Selected text
────────────────

A few programmes on 1970s TV were excellent for portraying female friendship and everyday life as a young woman. Initially, I was under the spell of The Liver Birds and believed that I would grow up to share a flat with a best friend, go out dancing and get into lots of humorous scrapes. But all that changed when Rock Follies came along.
Overnight, I decided to become a musician or a singer. The band ‘Little Ladies’ fronted by three strong female characters was a low-budget theatre-style drama; each episode included several original songs and lots of gritty realism. I thought it was full of glamour, and it made me want to be in a band – especially with other girls. Punk hadn’t quite come along, and the songs were decidedly vaudeville and prog rock influenced. However this TV series sowed the seeds, ready for me to be a punkgirl.
And I’m not the only one; there are plenty of women musicians who became inspired by the Little Ladies – Julie Covington, Rula Lenska and Charlotte Cornwell. Members of Dolly Mixture cite the Rock Follies as influential:
“Me and Debsey already had a pretend band of our own… it sounds so childish… so obviously it was exciting to be in a real band, even if we were just backing singers. Then we decided to form our own… You know what it was, it was Rock Follies. That was really exciting! We used to watch it every week and found it really thrilling. It would look so tacky probably now, but yeah!”
Hester Smith of Dolly Mixture interviewed in The Lost Women Of Rock Music by Helen Reddington
Years later, a court case established that there had been a real girl band ‘Rock Bottom’ fronted by Annabel Leventon, who had come up with the idea for the TV show and signed a contract with Thames TV on a restaurant paper napkin. She and her band mates were horrified when they later found out that other actresses had been given the roles in a copy-cat series. In 1982, Leventon won her case against Thames TV.
I can only find one episode of Rock Follies on Youtube; it’s a bit creepy at 10′ 22 when the members of the commune decide on some ‘holding therapy’ for a distressed Julie Covington but it shows the close-filmed style before video, and how the songs integrated into the drama. I reckon that the women had a lot more to say than in previous TV dramas.
So, Little Ladies, and the real ‘Rock Bottom’, we love how you sparked off the right to be ballsy; with that, you helped to create the punk attitude!

────────────────

Problems to solve
**1)** In the piece on Rock Follies, in what year did Annabel Leventon win her case against Thames TV?
**2)** From the piece on Rock Follies, extract the passage from "I can only find" to "the punk attitude!" word for word.

Data
────────────────

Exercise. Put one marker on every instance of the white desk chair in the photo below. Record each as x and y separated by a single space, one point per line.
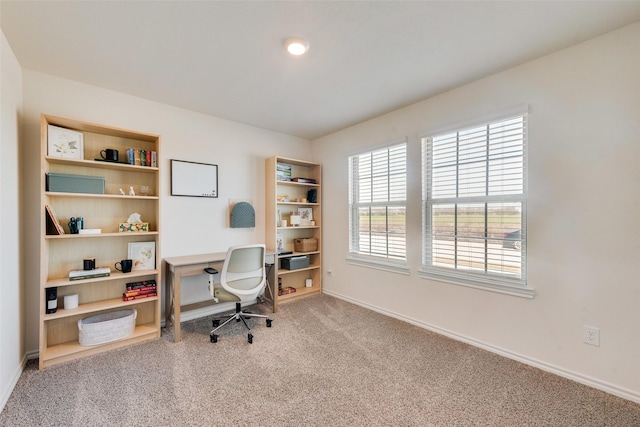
243 278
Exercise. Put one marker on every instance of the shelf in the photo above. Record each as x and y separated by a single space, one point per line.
72 350
300 292
98 196
96 306
298 254
114 276
89 236
58 340
101 165
299 227
298 203
297 184
282 271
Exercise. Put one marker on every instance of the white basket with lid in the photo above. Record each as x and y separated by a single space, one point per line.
106 327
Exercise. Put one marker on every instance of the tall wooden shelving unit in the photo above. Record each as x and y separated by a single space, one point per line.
277 210
60 254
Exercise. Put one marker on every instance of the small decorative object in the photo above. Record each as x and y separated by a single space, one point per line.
75 224
70 301
134 224
106 327
143 255
305 245
306 215
280 242
294 219
65 143
243 215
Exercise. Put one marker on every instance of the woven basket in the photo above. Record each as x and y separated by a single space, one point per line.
107 327
305 245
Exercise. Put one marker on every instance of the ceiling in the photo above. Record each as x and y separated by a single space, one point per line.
226 58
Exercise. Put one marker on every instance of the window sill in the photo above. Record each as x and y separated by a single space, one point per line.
399 267
503 286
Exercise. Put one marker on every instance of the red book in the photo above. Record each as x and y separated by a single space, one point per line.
152 294
140 291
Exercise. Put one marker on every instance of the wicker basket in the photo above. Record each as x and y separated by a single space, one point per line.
305 245
107 327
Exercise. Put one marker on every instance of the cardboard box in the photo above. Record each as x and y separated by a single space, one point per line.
65 183
294 263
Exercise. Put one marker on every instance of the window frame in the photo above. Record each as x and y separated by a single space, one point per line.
369 259
486 280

────────────────

Set of answers
**1)** 1982

**2)**
I can only find one episode of Rock Follies on Youtube; it’s a bit creepy at 10′ 22 when the members of the commune decide on some ‘holding therapy’ for a distressed Julie Covington but it shows the close-filmed style before video, and how the songs integrated into the drama. I reckon that the women had a lot more to say than in previous TV dramas.
So, Little Ladies, and the real ‘Rock Bottom’, we love how you sparked off the right to be ballsy; with that, you helped to create the punk attitude!